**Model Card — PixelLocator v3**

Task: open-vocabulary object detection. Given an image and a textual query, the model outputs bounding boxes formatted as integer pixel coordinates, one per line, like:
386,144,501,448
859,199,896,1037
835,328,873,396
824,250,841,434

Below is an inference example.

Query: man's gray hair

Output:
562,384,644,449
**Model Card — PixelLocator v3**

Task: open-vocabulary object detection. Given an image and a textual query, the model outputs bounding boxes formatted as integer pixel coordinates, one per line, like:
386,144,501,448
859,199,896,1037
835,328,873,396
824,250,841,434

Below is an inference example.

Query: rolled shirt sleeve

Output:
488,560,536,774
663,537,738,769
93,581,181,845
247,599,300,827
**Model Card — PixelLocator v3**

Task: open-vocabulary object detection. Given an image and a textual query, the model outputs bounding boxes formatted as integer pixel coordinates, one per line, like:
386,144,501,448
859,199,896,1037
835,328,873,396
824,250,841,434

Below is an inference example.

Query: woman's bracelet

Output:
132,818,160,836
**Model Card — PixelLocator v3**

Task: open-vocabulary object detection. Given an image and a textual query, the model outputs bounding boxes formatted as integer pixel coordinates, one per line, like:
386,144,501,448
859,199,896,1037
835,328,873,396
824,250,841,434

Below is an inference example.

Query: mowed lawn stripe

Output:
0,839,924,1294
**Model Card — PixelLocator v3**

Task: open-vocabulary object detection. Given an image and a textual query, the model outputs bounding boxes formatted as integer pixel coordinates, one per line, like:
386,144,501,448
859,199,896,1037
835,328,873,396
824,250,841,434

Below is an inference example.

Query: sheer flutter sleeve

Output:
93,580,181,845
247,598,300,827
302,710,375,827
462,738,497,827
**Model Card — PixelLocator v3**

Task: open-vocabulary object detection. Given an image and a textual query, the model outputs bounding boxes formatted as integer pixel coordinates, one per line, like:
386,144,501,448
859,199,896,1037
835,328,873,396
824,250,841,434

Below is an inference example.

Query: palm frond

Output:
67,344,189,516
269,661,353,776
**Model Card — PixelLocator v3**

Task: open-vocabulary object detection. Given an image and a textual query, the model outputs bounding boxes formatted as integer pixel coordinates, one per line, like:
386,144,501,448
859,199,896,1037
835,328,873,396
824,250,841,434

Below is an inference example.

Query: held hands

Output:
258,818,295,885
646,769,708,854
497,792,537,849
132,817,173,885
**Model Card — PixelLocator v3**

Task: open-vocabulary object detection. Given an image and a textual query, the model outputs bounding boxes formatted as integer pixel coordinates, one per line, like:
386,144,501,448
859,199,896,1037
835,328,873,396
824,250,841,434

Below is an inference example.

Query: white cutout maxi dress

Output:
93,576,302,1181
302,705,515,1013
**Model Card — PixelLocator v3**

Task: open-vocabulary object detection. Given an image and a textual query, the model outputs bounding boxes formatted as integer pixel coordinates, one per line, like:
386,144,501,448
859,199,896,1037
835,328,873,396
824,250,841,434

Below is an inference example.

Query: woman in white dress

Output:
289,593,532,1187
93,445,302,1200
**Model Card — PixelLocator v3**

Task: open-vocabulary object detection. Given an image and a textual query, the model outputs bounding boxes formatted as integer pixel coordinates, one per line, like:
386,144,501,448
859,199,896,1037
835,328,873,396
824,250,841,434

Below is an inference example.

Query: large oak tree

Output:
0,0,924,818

• **Task goal**: Update the data above by changing every "inference example" to "sample run" and leaving all else unchanged.

• **Exercise output**:
**Model Card — PixelLocator v3**

Task: open-vocabulary object detection. Given an image and a textual query, the model outputs bounding boxes formatted as integer pixel coordinates, one per line, like:
386,144,501,448
859,199,896,1037
835,328,873,396
824,250,841,434

Below is an sample run.

Query: man's gray hair

Output:
562,384,644,449
**Model Card — PixelLocator v3**

Task: open-vocabulary object detection. Given an image and a textual query, the model outputs bounding boxes formatted as integer pixel coordinates, one per line, like:
386,144,501,448
859,199,896,1037
835,328,873,396
824,250,841,434

Below is an sample run.

Query: rolled shirt sleeve

Output:
488,560,536,774
663,537,738,769
93,581,181,845
247,599,300,827
**Model Card — PixelLocator v3**

Task: open-vocabulary object detection. Given an image and a textual query, the model outputs bounding boxes formatted as integer pixel coordinates, one per line, like:
386,144,501,448
859,199,896,1037
835,328,873,396
824,250,841,434

Below is an sample run.

Query: woman's bracelet

Output:
132,818,160,836
**Model Card — PixelLocator v3**

Task: open-vocabulary object detection. Given an image and a textual query, the model outputs bounding boxes formatted as integer pixel coordinates, one per line, like:
386,144,501,448
859,199,896,1037
835,328,873,396
824,250,841,434

Below is an sample run.

Query: mowed lawn stripe

Output:
0,839,924,1294
**Model Card — PixelLocator v3**

Task: open-vocabulary object detection. Given an image and a textual query, the model outputs bounding boxes formatted as integer pixel coordinates, one per line, like:
386,144,501,448
859,199,896,1037
835,328,873,396
824,250,841,434

Below is an sample run.

Query: sheer flutter sleeve

Output:
93,580,181,845
247,598,300,827
302,710,375,827
462,738,497,827
**Model Card — PixelLocator v3**

Task: open-vocabulary object detection. Given an image and a textual query, the model outputs bounding boxes formatted as integer pixel coordinates, one per line, like:
386,144,501,448
859,199,896,1037
835,328,873,396
824,250,841,434

Below is an sample run.

Query: palm frond

Output:
67,344,189,516
269,661,353,776
**Model Card — PixelLocator v3**

Task: open-vocabulary object detection. Given an image and a textual query, the model outputs bounding boxes formatted as integer pixel coordinates, one per line, like:
386,144,501,448
859,199,896,1037
835,328,873,396
824,250,841,434

Below is an sample run.

Query: held hands

Output:
258,818,295,885
646,769,708,854
497,792,537,849
132,817,173,885
**Model Card — PixelLocator v3**

Task: open-vocabulary object detection. Given an image and a textual query, the model outputs bounding boxes formatted as integer pixel coordinates, one per line, like:
386,144,501,448
859,199,896,1037
835,328,873,396
824,250,841,434

Below is an sample run.

Query: white cutout maxi dress

Output:
93,576,302,1181
302,705,515,1013
**Model Card — PixelLocator v3**

Task: open-vocabulary object detection. Given an image and a textual query, the model outputs bounding boxes formatted as integer pixel coordinates, one per line, like:
386,144,501,448
859,199,896,1037
835,328,873,396
824,250,841,434

Below is an sample run.

Query: woman in white dress

Output:
289,593,532,1187
93,445,302,1200
**Model Card — PixelLocator v3**

Task: open-vocabulary object detection. Given an image and a textual query, the model outputs bounding boxes formatted as integer pixel coordinates, one per line, like:
386,144,501,448
859,199,896,1037
835,328,873,396
824,250,841,434

Below is an sample run.

Query: large oak tree

Output:
0,0,924,818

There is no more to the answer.